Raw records

↓↓↓

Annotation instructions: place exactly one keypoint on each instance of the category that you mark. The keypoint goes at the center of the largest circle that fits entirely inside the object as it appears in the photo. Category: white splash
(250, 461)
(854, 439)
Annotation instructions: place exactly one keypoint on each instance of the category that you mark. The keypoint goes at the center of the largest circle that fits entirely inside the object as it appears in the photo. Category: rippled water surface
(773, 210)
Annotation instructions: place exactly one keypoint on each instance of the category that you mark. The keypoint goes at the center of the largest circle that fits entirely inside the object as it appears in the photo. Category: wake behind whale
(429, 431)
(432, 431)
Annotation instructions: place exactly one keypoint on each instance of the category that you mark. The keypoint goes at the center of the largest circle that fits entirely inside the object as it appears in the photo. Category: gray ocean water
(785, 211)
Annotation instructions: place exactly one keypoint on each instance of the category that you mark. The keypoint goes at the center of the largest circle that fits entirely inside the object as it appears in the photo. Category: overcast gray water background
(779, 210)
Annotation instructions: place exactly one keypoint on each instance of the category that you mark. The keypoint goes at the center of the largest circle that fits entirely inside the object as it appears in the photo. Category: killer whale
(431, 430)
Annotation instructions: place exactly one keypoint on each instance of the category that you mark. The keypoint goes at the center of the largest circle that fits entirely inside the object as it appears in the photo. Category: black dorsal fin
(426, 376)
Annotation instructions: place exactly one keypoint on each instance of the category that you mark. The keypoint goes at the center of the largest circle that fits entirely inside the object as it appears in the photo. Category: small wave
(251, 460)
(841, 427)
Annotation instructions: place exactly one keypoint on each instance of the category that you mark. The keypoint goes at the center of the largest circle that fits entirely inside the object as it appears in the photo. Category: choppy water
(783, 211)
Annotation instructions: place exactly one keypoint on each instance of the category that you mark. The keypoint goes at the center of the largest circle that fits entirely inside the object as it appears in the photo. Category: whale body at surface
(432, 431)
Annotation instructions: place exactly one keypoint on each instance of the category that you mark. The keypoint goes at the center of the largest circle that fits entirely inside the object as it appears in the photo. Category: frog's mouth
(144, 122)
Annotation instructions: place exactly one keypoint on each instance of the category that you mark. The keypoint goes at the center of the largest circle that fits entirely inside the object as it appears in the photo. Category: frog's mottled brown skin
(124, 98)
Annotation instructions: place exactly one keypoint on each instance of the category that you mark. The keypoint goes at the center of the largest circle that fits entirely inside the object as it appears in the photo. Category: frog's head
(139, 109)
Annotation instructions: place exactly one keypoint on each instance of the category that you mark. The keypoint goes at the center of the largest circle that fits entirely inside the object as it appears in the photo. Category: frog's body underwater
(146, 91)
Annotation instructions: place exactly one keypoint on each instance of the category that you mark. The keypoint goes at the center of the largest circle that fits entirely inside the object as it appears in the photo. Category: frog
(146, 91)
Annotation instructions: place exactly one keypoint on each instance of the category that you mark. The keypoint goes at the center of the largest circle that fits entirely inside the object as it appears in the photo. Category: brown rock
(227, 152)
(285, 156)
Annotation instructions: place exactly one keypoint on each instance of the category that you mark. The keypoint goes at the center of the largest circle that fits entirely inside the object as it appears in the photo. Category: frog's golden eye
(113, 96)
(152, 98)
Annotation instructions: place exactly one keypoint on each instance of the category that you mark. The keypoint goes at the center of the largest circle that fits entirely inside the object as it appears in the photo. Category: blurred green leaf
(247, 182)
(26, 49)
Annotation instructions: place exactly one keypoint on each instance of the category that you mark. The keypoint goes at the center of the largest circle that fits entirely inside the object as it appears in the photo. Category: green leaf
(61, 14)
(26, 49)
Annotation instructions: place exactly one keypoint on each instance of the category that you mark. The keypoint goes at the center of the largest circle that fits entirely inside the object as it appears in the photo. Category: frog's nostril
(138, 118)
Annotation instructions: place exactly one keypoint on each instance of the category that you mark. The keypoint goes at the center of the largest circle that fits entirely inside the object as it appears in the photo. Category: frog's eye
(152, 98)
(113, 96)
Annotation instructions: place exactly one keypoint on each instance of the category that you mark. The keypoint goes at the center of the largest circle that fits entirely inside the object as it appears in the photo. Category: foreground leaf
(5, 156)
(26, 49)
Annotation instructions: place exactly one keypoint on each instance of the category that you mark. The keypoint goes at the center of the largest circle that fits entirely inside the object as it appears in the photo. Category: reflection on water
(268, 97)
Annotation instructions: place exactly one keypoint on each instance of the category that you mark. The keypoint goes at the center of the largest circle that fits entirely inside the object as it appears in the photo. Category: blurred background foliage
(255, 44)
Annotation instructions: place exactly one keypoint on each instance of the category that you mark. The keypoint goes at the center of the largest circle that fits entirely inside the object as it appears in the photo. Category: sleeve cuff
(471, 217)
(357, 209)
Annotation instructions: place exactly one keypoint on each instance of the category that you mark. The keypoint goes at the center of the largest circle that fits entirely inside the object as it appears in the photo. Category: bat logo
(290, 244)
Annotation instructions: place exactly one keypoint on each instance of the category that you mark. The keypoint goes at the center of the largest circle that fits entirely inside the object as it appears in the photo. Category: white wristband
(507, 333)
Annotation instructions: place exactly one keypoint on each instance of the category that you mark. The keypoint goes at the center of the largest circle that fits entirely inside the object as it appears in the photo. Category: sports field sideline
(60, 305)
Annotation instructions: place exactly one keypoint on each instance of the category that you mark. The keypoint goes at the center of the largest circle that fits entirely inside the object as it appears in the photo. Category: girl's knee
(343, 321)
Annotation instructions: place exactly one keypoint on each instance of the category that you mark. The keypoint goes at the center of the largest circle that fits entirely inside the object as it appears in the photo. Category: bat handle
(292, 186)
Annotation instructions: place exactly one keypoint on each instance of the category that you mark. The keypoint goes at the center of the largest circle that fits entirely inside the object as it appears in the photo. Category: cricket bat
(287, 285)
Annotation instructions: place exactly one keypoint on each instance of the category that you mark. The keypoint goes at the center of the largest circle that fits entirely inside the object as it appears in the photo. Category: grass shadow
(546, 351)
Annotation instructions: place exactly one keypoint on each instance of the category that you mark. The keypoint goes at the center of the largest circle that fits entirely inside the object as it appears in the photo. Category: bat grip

↑↑↑

_Task goal_
Copy the listing above, swapping every "keypoint" for "marker" and changing nothing else.

_Exercise output_
Annotation instructions: place exactly one marker on each instance of the category that you mark. The marker goes at the center of the largest circle that fits entirely inside the object as it appears in the photo. Category: white splash
(250, 461)
(854, 439)
Annotation instructions: place exactly one marker on each instance of the category that you mark. The marker goes at the center of the largest circle that fits entirely inside the object as it appears in the photo. Category: rippled water surface
(773, 210)
Annotation instructions: place exactly one marker on each instance of the category that you mark. The marker goes at the center of the largest circle that fits entirely inside the object as it appears in the photo. Category: wake behind whale
(429, 431)
(432, 431)
Annotation instructions: place exactly one marker on each instance of the category that you mark. The marker goes at the center of the largest circle that fits entirely inside the object as it appears in the photo. Category: gray ocean water
(785, 211)
Annotation instructions: place exactly one marker on each instance of the category that you mark. The marker goes at the center of the largest circle that fits entirely inside the object as it appears in the photo. Category: overcast gray water background
(779, 210)
Annotation instructions: place exactly one marker on each instance of the category that you mark. The marker goes at the center of the largest circle that fits entirely inside the object as it appears in the photo. Category: killer whale
(431, 430)
Annotation instructions: place exactly one marker on each instance of the category that you mark. The marker goes at the center of the largest circle that fits entirely inside the object as it appears in the photo. Category: black dorsal fin
(426, 376)
Annotation instructions: place exactly one marker on each instance of the category that you mark. The marker goes at the center of the largest circle that fits entirely inside the object as it appears in the photo. Category: small wave
(251, 460)
(841, 427)
Annotation instructions: place exactly one marker on each instance of the category that you mark. The marker goes at the center of the largest circle that fits entirely inside the object as it appears in the photo. Category: choppy water
(783, 211)
Annotation instructions: place exactly one marker on each instance of the category that you mark. The marker goes at the center of the largest circle that fits entirely inside the object as it appears in the photo. Category: whale body at surface
(432, 431)
Annotation instructions: place exactly one marker on each instance of the category that you mark. The marker goes at the center of the largest circle that fits entirely inside the object as it appears in the photo. Category: frog's mouth
(144, 122)
Annotation instructions: place exactly one marker on each instance of the category that you mark. The marker goes at the center of the largest circle that fits entirely inside the object as it appears in the photo. Category: frog's mottled brown skin
(124, 98)
Annotation instructions: place exactly one marker on each instance of the category that you mark. The marker goes at the center of the largest circle that fits entirely inside the object as it appears in the photo. Category: frog's head
(139, 109)
Annotation instructions: place exactly one marker on each instance of the category that you mark. The marker goes at the center of the largest circle that fits entirely inside the object as it appears in the photo. Category: frog's body underwater
(146, 91)
Annotation instructions: place exactly one marker on each instance of the category that you mark. The marker goes at the center of the largest circle that fits entirely inside the object as it appears in the photo. Category: frog
(146, 91)
Annotation instructions: place exactly one marker on each instance of the category that you mark. The marker goes at the center of the largest circle that fits entirely inside the object as it appears in the photo. Category: brown rock
(227, 152)
(285, 156)
Annotation instructions: place exactly one marker on each instance of the category that you mark. The marker goes at the center of the largest circle that fits entirely inside the object as it appears in the photo. Category: frog's golden eye
(113, 96)
(152, 98)
Annotation instructions: place exactly one marker on each instance of the category that you mark. The marker goes at the center of the largest circle that fits entirely inside the object as it appears in the photo. Category: blurred green leaf
(247, 182)
(26, 49)
Annotation instructions: place exactly one marker on each instance of the category that you mark. The marker goes at the center of the largest circle that fits entirely inside the object as it appears in the photo. Category: green leaf
(61, 14)
(26, 49)
Annotation instructions: place exactly one marker on each instance of the category that you mark. The marker goes at the center of the largest circle that fits entirely inside the object as it appears in the photo. Category: frog's nostril
(138, 118)
Annotation instructions: place exactly one marker on each instance of the category that you mark. The marker goes at the center of the largest circle that fits entirely inside the object as it appears in the photo. Category: frog's eye
(152, 98)
(113, 96)
Annotation instructions: place exactly one marker on each instance of the category that you mark. The marker goes at the center of the largest circle that fits entirely inside the object as it appears in the photo. Category: foreground leaf
(5, 156)
(26, 49)
Annotation instructions: place exactly one marker on each instance of the category that you mark. The marker goes at the center of the largest circle that fits entirely inside the object as it appears in the photo. Category: reflection on water
(268, 97)
Annotation instructions: place exactly one marker on each instance of the category that you mark. The marker goes at the center of the largest circle that fits entirely inside the object as it appears in the photo. Category: blurred background foliage
(255, 44)
Annotation instructions: place exactly one marker on each instance of the category that you mark. The marker goes at the center of the largest circle that fits entirely inside the object as it appears in the photo. Category: sleeve cuff
(471, 217)
(357, 209)
Annotation instructions: place exactly one marker on each instance of the category that you mark. The marker goes at the center of the largest circle that fits entirely inside the object as it appears in the photo. Category: bat logo
(290, 244)
Annotation instructions: place exactly one marker on each instance of the category that you mark. The marker goes at the center of the largest circle that fits entirely inside the object as it appears in the photo. Category: white wristband
(507, 333)
Annotation instructions: place exactly one marker on each instance of the category that you mark. The marker goes at the center of the largest circle that fits entirely inside the object as it appears in the photo. Category: sports field sideline
(60, 305)
Annotation instructions: place exactly one marker on each instance of the category that you mark. The marker goes at the center of the largest circle that fits entirely inside the object as it appears in the photo. Category: girl's knee
(343, 321)
Annotation instructions: place exactly one marker on each instance of the category that you mark. The marker goes at the center of the largest circle that fits entirely inside the object as it appears in the photo. Category: bat handle
(292, 186)
Annotation instructions: place exactly one marker on each instance of the category that you mark. The marker goes at the center of the largest circle that fits entirely inside the object as it appears in the photo. Category: cricket bat
(287, 285)
Annotation instructions: place exactly one marker on each instance of the category that you mark. The marker goes at the center of the largest circle that fits entirely inside the object as it appears in the photo. Category: grass shadow
(546, 351)
Annotation instructions: place exactly one marker on each instance of the category that you mark. The marker goes at the center of the largest circle that fits entirely inside the object as it appears in the photo. Category: bat grip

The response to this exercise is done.